- REQUIRED ACTIONS -
(A) Give the title of every figure in the figure legends on the CD20 x CD3 bispecific antibodies.
(B) Write the next part of the figure legends on the CD20 x CD3 bispecific antibodies, starting after their final sentence.

- EXTRACT -
______

Figure 2. Isolation of bispecific antibody by selective Protein A affinity chromatograpy.

(a) Chromatogram illustrating the separation of REGN2280 bispecific from the binding (FcFc) and non-binding (Fc*Fc*) homodimers, using a recombinant Protein A resin. The dotted trace shows pH, and the solid trace shows the absorbance at 280 nm of load, wash and gradient elution steps. (b,c) Flow-cytometric analysis of CD20xCD3 bispecific antibodies REGN2280 and REGN1979 binding to CD20+/CD3− Raji (b) and CD3+/CD20− Jurkat (c) cells. Bound antibody is proportional to mean fluorescence intensity (MFI). A non-specific hIgG1 isotype control antibody showed no binding to either cell line.

Figure 3. Redirected T cell-mediated cytotoxicity of bispecific antibodies in vitro.

(a,b) Effects of treatment of CD20 positive Raji cells with CD20 x CD3 bispecific antibodies and pre-activated human (a) or cynomolgus (b) effector lymphocytes (E:T-ratio 10:1). Cell viability was measured by Calcein release assay after 2 hours of incubation. (c) Specific lysis of CD20+ target cells upon treatment with 10 ug/ml of CD20 x CD3 bispecific antibodies and effector lymphocytes (E:T ratio 4:1). B16F10.9 cells expressing exogenous CD20 are labeled with Violet cell tracker (upper left quadrants), while control B16F10.9 cells are labeled with CFDA-SE (lower right quadrants). Both REGN2280 and REGN1979 selectively deplete cells expressing CD20. (d) Effects of treatment of CD20-positive B16F10.9 cells with CD20 x CD3 bispecific antibodies and effector lymphocytes (E:T ratio 4:1). Cell viability was measured by FACS after 48 hours incubation. (e) Dose-dependent effect of the CD20 x CD3 bispecific antibodies on the expression of CD69 on CD2+ lymphocytes in the presence of B16F10.9 expressing CD20 cells after incubation for 48 hours. The surface expression of CD69 on effector cells was detected by flow cytometry using an antigen-specific PE conjugated antibody.

Figure 4. Effects of REGN1979 on tumor growth in in vivo mouse tumor models.

(a) Raji tumor cells were co-implanted with human PBMCs subcutaneously into NSG mice and treated with the indicated amount of REGN1979 or a control antibody via intraperitoneal injection twice a week starting at day 0 for the length of the study. No tumor growth was observed at all dose levels of REGN1979 tested. (b) Raji tumor cells were co-implanted with hPBMCs and tumors were allowed to develop until they reached the indicated initial volume (either 200–400 mm³ or 500–900 mm³). Treatment was then initiated with REGN1979 or a control antibody. These were dosed twice weekly for the duration of the study. Animals dosed with REGN1979 showed complete tumor regression in both initial tumor sizes.

______

- DATA SHOWN -
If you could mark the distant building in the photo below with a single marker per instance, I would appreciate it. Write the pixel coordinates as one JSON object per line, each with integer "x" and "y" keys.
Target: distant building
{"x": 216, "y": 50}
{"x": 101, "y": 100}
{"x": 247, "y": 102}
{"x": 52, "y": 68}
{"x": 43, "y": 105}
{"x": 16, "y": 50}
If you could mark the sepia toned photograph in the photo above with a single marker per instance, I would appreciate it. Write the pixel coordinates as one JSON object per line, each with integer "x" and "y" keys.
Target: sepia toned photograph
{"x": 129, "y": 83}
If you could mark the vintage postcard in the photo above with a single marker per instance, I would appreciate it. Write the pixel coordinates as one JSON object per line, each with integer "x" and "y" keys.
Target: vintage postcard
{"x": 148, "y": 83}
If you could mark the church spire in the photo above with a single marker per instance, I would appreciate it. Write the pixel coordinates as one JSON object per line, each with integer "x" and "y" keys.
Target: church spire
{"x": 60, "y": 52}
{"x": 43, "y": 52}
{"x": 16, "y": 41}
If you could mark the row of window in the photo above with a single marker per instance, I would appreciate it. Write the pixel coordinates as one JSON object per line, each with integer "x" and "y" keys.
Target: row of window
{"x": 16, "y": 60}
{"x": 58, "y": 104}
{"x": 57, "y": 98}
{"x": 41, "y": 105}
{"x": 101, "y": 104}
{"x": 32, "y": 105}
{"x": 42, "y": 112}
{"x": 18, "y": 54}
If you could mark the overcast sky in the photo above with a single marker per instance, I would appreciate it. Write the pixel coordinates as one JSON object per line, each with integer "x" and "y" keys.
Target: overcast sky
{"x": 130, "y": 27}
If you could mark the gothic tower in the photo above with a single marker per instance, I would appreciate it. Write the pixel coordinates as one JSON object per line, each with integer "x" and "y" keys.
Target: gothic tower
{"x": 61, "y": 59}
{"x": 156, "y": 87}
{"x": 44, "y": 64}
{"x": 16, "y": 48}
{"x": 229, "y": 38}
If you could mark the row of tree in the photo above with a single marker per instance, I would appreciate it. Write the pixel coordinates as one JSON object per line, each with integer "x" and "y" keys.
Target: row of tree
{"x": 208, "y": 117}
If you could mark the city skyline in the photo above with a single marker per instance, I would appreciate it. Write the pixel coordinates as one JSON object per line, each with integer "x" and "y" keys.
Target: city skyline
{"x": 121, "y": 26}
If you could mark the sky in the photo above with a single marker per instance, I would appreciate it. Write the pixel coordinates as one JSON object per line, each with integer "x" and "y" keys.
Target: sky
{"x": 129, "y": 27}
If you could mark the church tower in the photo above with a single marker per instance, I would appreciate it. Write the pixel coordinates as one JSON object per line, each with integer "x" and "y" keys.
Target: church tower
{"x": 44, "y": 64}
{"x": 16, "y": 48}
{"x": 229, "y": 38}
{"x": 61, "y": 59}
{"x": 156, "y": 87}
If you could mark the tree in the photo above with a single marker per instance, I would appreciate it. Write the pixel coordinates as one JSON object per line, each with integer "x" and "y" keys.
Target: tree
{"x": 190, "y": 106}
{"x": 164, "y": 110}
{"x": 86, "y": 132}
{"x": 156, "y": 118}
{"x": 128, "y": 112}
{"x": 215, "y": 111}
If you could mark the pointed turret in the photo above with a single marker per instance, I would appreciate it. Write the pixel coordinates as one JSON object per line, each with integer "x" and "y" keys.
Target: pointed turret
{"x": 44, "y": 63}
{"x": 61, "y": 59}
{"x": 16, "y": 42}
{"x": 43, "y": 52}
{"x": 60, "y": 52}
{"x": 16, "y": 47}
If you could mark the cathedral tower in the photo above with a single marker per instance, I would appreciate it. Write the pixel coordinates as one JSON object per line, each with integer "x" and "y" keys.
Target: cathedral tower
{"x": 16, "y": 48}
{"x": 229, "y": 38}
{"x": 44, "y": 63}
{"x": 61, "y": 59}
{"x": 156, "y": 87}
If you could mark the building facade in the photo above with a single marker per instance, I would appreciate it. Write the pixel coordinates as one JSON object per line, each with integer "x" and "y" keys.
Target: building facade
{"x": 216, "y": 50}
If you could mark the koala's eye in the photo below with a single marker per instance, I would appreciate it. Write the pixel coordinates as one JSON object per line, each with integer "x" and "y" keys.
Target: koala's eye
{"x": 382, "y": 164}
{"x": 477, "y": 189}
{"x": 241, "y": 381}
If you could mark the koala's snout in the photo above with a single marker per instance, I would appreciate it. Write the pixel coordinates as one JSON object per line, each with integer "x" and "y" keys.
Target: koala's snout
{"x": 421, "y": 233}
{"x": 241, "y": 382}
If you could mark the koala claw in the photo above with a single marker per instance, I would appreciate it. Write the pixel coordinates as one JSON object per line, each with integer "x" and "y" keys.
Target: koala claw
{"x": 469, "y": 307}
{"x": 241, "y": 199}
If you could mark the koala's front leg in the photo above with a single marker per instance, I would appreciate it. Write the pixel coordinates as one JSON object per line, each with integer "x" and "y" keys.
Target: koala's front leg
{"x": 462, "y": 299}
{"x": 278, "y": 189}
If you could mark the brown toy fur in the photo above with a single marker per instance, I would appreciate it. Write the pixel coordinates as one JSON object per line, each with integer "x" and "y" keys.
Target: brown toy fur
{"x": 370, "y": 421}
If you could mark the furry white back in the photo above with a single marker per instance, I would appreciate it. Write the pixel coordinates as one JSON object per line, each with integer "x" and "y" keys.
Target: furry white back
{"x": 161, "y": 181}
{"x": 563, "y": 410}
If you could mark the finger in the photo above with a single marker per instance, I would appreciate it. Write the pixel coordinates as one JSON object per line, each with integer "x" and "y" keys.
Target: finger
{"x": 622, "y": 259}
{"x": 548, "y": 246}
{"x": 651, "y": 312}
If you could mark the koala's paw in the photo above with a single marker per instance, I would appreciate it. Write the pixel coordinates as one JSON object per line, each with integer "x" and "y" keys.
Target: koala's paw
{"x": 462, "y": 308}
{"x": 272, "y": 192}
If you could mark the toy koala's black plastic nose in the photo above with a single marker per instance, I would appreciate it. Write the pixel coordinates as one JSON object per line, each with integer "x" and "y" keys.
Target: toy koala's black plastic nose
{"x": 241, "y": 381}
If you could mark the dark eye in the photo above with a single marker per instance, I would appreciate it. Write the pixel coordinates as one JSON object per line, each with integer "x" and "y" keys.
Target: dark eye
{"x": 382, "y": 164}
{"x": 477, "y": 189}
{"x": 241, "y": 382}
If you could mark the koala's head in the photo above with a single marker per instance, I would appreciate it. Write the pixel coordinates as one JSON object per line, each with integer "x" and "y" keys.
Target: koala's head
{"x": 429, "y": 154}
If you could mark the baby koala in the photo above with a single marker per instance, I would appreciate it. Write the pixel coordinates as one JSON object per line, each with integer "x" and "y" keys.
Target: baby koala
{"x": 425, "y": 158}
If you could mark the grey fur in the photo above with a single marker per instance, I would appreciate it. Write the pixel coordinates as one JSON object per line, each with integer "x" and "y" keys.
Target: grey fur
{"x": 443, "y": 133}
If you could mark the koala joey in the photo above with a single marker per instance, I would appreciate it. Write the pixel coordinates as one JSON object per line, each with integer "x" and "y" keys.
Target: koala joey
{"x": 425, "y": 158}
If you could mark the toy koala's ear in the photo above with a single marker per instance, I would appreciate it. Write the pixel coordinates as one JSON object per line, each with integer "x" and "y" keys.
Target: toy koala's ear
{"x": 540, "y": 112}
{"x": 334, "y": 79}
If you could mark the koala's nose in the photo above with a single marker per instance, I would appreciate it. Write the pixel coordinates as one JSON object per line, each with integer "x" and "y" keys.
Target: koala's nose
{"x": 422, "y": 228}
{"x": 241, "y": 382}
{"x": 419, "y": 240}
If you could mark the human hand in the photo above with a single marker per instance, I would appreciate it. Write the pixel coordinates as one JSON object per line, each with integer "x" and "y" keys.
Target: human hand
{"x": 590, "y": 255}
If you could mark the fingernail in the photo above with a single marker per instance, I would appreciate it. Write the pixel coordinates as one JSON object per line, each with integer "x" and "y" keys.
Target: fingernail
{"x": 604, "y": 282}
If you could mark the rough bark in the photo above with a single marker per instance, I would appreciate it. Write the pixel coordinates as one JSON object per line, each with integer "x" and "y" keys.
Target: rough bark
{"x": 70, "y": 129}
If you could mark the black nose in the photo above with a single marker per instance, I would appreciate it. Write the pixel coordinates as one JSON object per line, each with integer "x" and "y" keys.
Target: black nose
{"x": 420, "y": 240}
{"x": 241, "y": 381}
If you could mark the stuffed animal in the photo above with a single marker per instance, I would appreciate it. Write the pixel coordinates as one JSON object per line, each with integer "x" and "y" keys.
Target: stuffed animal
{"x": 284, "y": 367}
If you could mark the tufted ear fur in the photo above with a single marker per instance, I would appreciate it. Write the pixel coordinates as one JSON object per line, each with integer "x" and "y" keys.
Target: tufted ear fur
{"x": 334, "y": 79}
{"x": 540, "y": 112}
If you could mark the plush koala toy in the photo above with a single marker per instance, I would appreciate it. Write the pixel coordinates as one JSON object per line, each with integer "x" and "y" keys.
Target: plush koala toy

______

- EXPECTED OUTPUTS -
(A)
Figure 2. Isolation of bispecific antibody by selective Protein A affinity chromatograpy.
Figure 3. Redirected T cell-mediated cytotoxicity of bispecific antibodies in vitro.
Figure 4. Effects of REGN1979 on tumor growth in in vivo mouse tumor models.

(B)
Figure 5. Effects of REGN1979 on circulating B cells and on cytokine levels in cynomolgus monkeys.

(a) Cynomolgus monkeys were injected with a single dose of REGN1979 (1 mg/kg), and levels of peripheral B and T cells were examined by flow cytometry. Treatment with REGN1979 resulted in complete depletion of measurable circulating B cells for at least 60 days post dose, and a transient loss of circulating T cells. (b) Cytokine levels were measured at the indicated time post dose. Compared to pre-dose levels, treatment with REGN1979 resulted in transient increase in all measured cytokines, which returned to base line levels by T = 24 hours. (c) Levels of REGN1979 in circulation are shown for the three animals in the cohort (I06879, I06880, I06881). LLoQ represents the lower limit of quantification for the assay.

Figure 6. Depth of killing of B cells in peripheral lymphoid tissues of cynomolgus monkeys treated with REGN1979.

Cynomolgus monkeys were dosed with the indicated amounts of REGN1979 or rituximab, and levels of circulating B and T cells were analyzed by FACS (a). Seven days post dose the animals were sacrificed, and levels of B cells in the peripheral lymphoid tissues were examined by tissue FACS as described in Methods (b).

Figure 7. Depth of killing of B cells in peripheral lymphoid tissues of cynomolgus monkeys treated with REGN1979, immunohistochemical analysis.

Seven days post dose with the indicated amounts of REGN1979 or rituximab, the animals were sacrificed, and the indicated peripheral lymphoid tissues were stained with anti-CD20 antibodies. Similar results were obtained with antibodies against the B cell markers, CD19 and CD79a (data not shown). Spl, spleen; MsLN, mesenteric lymph nodes; Thy, thymus.